A verbatim copy of the data below is the required output.

[Saved data entries]
──────────────────────────────

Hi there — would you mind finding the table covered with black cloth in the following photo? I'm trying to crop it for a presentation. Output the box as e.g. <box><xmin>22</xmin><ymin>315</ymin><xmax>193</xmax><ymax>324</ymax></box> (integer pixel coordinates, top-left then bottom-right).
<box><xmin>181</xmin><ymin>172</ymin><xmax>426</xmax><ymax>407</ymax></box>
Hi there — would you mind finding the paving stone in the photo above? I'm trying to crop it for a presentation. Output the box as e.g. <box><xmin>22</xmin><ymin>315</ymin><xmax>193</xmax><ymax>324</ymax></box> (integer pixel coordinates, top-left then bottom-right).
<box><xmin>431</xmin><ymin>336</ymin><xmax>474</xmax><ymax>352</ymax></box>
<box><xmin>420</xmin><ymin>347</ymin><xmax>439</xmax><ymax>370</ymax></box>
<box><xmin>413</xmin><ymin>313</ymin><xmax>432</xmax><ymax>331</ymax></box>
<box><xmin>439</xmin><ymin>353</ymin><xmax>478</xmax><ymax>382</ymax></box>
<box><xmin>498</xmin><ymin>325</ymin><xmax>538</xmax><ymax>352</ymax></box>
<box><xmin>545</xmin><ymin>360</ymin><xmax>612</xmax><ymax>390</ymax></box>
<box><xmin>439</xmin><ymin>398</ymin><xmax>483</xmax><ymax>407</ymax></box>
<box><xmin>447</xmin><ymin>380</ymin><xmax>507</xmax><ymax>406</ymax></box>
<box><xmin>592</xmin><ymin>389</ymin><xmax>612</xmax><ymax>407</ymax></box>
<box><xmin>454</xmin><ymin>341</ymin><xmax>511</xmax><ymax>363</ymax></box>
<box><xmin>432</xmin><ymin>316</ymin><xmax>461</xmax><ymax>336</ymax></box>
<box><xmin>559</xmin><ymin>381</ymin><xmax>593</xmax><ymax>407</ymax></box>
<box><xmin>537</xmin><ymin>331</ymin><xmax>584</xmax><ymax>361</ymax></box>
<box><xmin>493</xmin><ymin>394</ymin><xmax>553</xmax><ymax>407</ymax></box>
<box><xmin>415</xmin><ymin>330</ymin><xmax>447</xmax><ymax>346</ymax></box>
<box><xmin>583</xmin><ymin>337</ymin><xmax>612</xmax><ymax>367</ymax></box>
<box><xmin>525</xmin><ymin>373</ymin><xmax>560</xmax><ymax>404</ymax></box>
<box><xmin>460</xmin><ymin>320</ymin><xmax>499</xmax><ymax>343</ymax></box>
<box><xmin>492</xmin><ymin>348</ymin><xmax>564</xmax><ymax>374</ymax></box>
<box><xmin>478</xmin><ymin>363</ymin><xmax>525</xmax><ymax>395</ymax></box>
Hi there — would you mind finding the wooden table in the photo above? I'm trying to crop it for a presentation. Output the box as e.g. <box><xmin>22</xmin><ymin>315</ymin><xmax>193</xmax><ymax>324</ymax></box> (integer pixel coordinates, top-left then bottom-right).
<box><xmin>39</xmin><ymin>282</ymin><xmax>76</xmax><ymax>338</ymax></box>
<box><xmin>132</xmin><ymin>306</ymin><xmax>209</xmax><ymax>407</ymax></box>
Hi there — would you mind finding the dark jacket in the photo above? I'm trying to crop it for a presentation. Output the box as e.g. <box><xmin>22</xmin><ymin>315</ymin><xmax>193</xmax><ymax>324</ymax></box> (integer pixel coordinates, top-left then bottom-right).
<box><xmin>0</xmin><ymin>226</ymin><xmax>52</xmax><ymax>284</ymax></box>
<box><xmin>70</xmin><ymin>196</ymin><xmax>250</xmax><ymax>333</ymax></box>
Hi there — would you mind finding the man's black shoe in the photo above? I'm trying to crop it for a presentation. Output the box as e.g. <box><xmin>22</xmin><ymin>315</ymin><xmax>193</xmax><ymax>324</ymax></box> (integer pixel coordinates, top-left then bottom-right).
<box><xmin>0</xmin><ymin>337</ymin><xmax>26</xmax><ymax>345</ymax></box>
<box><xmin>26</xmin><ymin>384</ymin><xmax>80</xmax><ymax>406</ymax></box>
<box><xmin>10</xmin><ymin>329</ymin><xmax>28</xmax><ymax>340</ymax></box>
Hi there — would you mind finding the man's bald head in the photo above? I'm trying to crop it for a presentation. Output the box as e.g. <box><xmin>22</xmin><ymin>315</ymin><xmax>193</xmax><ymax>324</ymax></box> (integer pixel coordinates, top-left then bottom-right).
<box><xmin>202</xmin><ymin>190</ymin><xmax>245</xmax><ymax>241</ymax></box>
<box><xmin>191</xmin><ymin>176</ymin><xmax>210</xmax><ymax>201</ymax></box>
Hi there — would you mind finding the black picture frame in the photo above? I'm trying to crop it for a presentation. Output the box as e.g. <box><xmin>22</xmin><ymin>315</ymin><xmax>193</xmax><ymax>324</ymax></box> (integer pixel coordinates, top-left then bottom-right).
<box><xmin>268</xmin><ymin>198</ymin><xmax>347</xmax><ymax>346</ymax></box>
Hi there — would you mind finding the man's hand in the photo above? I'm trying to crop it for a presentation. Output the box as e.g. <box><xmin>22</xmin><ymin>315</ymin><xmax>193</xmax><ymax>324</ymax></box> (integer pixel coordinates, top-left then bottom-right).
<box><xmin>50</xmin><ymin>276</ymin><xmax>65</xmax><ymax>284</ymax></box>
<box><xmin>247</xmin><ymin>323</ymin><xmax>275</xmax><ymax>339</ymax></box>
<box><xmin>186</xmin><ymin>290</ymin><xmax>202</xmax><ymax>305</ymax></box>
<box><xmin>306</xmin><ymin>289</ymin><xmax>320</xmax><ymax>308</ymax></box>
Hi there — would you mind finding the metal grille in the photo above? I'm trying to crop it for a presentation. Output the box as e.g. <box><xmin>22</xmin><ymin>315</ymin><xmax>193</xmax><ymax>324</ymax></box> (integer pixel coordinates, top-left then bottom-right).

──────────────────────────────

§ Expected output
Hi there — would you mind finding the table covered with black cloth in the following photo? I'm trying to crop it for a presentation. Output the box as e.g. <box><xmin>22</xmin><ymin>315</ymin><xmax>193</xmax><ymax>324</ymax></box> (integer pixel coordinates, top-left then bottom-right).
<box><xmin>181</xmin><ymin>172</ymin><xmax>426</xmax><ymax>407</ymax></box>
Hi there — would you mind finding the paving stone in the photo above? I'm trying to crop it for a presentation. Output the box as e.g. <box><xmin>22</xmin><ymin>315</ymin><xmax>193</xmax><ymax>324</ymax></box> (integer pixel coordinates, top-left then bottom-right).
<box><xmin>431</xmin><ymin>336</ymin><xmax>474</xmax><ymax>352</ymax></box>
<box><xmin>420</xmin><ymin>347</ymin><xmax>439</xmax><ymax>370</ymax></box>
<box><xmin>413</xmin><ymin>313</ymin><xmax>432</xmax><ymax>331</ymax></box>
<box><xmin>439</xmin><ymin>353</ymin><xmax>478</xmax><ymax>382</ymax></box>
<box><xmin>498</xmin><ymin>325</ymin><xmax>538</xmax><ymax>352</ymax></box>
<box><xmin>545</xmin><ymin>360</ymin><xmax>612</xmax><ymax>390</ymax></box>
<box><xmin>439</xmin><ymin>398</ymin><xmax>483</xmax><ymax>407</ymax></box>
<box><xmin>447</xmin><ymin>380</ymin><xmax>507</xmax><ymax>406</ymax></box>
<box><xmin>592</xmin><ymin>389</ymin><xmax>612</xmax><ymax>407</ymax></box>
<box><xmin>454</xmin><ymin>341</ymin><xmax>511</xmax><ymax>363</ymax></box>
<box><xmin>432</xmin><ymin>316</ymin><xmax>461</xmax><ymax>336</ymax></box>
<box><xmin>559</xmin><ymin>381</ymin><xmax>593</xmax><ymax>407</ymax></box>
<box><xmin>537</xmin><ymin>331</ymin><xmax>584</xmax><ymax>361</ymax></box>
<box><xmin>493</xmin><ymin>394</ymin><xmax>553</xmax><ymax>407</ymax></box>
<box><xmin>415</xmin><ymin>330</ymin><xmax>447</xmax><ymax>346</ymax></box>
<box><xmin>583</xmin><ymin>337</ymin><xmax>612</xmax><ymax>367</ymax></box>
<box><xmin>525</xmin><ymin>373</ymin><xmax>560</xmax><ymax>404</ymax></box>
<box><xmin>460</xmin><ymin>320</ymin><xmax>499</xmax><ymax>343</ymax></box>
<box><xmin>492</xmin><ymin>348</ymin><xmax>564</xmax><ymax>374</ymax></box>
<box><xmin>478</xmin><ymin>363</ymin><xmax>525</xmax><ymax>395</ymax></box>
Hi there — would you mind finding the wooden table in the photo above? I'm trying to crop it for a presentation. Output the box as e.g. <box><xmin>22</xmin><ymin>315</ymin><xmax>193</xmax><ymax>324</ymax></box> (integer pixel coordinates, top-left then bottom-right).
<box><xmin>39</xmin><ymin>282</ymin><xmax>76</xmax><ymax>338</ymax></box>
<box><xmin>132</xmin><ymin>306</ymin><xmax>209</xmax><ymax>407</ymax></box>
Hi there — would you mind finding the dark jacket in the photo above? I'm trying to crop it for a presentation. Output the box as e.g. <box><xmin>22</xmin><ymin>315</ymin><xmax>193</xmax><ymax>324</ymax></box> (integer pixel coordinates, top-left then bottom-right).
<box><xmin>0</xmin><ymin>226</ymin><xmax>52</xmax><ymax>284</ymax></box>
<box><xmin>70</xmin><ymin>196</ymin><xmax>250</xmax><ymax>333</ymax></box>
Hi there — would you mind finding the man's black shoe in the photo above? I'm trying to crop it for a presentation. Output the box as e.g. <box><xmin>22</xmin><ymin>315</ymin><xmax>193</xmax><ymax>324</ymax></box> (integer pixel coordinates, top-left then bottom-right).
<box><xmin>0</xmin><ymin>337</ymin><xmax>26</xmax><ymax>345</ymax></box>
<box><xmin>26</xmin><ymin>384</ymin><xmax>80</xmax><ymax>406</ymax></box>
<box><xmin>10</xmin><ymin>329</ymin><xmax>28</xmax><ymax>340</ymax></box>
Hi there — would you mind finding the man's bald head in the photo above? I'm trying to crop it for a presentation. Output the box as e.g. <box><xmin>22</xmin><ymin>315</ymin><xmax>193</xmax><ymax>324</ymax></box> (integer pixel coordinates, top-left then bottom-right).
<box><xmin>202</xmin><ymin>190</ymin><xmax>245</xmax><ymax>241</ymax></box>
<box><xmin>191</xmin><ymin>176</ymin><xmax>210</xmax><ymax>201</ymax></box>
Hi there — would you mind finding the black picture frame in the photo above? I'm trying to crop it for a presentation. Output the box as e.g. <box><xmin>22</xmin><ymin>315</ymin><xmax>193</xmax><ymax>324</ymax></box> (integer pixel coordinates, top-left then bottom-right).
<box><xmin>268</xmin><ymin>198</ymin><xmax>347</xmax><ymax>346</ymax></box>
Hi there — would you mind finding the man's hand in the photo above? I'm trying to crop it for a presentation. Output the box as e.g. <box><xmin>22</xmin><ymin>315</ymin><xmax>193</xmax><ymax>324</ymax></box> (integer pixel coordinates, top-left then bottom-right).
<box><xmin>50</xmin><ymin>276</ymin><xmax>65</xmax><ymax>284</ymax></box>
<box><xmin>247</xmin><ymin>323</ymin><xmax>275</xmax><ymax>339</ymax></box>
<box><xmin>186</xmin><ymin>290</ymin><xmax>202</xmax><ymax>305</ymax></box>
<box><xmin>306</xmin><ymin>289</ymin><xmax>320</xmax><ymax>308</ymax></box>
Hi there — would you mind finding the metal grille in the photo above? I'm trying to crop it for a presentation. Output the box as e.g. <box><xmin>22</xmin><ymin>315</ymin><xmax>193</xmax><ymax>324</ymax></box> (integer pixel coordinates, top-left then bottom-right).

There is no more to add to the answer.